Your instructions: Starting with the line that contains "Point to the green", copy every remaining line of the data below exactly, the last one included.

Listed entries:

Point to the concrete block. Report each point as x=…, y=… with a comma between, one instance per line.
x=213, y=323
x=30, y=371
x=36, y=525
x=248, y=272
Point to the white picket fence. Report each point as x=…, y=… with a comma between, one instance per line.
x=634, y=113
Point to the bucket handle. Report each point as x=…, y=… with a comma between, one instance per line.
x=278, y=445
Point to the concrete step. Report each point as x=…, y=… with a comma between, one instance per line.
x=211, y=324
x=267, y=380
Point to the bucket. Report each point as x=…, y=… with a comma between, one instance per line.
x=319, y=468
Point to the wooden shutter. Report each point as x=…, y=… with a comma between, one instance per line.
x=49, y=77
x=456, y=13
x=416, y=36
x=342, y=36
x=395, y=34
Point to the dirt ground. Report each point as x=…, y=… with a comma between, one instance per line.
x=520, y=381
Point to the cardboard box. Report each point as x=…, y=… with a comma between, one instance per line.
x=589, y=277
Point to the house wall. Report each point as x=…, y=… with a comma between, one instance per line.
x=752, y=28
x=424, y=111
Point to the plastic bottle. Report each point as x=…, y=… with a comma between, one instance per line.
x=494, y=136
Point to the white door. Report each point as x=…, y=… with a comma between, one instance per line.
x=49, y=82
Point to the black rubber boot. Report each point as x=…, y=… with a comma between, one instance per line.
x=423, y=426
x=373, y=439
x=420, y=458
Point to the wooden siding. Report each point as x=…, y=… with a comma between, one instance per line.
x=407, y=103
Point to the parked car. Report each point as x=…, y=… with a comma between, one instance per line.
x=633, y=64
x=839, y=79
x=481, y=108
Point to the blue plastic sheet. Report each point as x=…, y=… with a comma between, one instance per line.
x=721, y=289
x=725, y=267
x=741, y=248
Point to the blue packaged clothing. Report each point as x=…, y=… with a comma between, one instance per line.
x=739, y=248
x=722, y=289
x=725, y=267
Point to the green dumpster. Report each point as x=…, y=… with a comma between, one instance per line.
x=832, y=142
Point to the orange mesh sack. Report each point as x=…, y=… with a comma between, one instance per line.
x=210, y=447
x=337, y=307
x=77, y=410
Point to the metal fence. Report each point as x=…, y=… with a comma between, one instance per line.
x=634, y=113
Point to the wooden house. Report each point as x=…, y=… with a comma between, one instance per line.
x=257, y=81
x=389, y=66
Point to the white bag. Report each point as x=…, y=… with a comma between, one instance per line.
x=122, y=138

Expected output:
Point to the green dumpster. Report each point as x=…, y=… with a comma between, one instance per line.
x=832, y=142
Point to the orange mesh sack. Report each point as x=…, y=… with a comma between, one instance per line.
x=210, y=447
x=337, y=307
x=77, y=410
Point to the metal fence. Report each point as x=…, y=… with a comma between, one instance per line.
x=634, y=113
Point to the wooden house. Report each point as x=…, y=… with a comma between, one instance per line.
x=257, y=81
x=389, y=66
Point to the white bag. Report each point as x=…, y=… with a comma between, one instance per line.
x=122, y=138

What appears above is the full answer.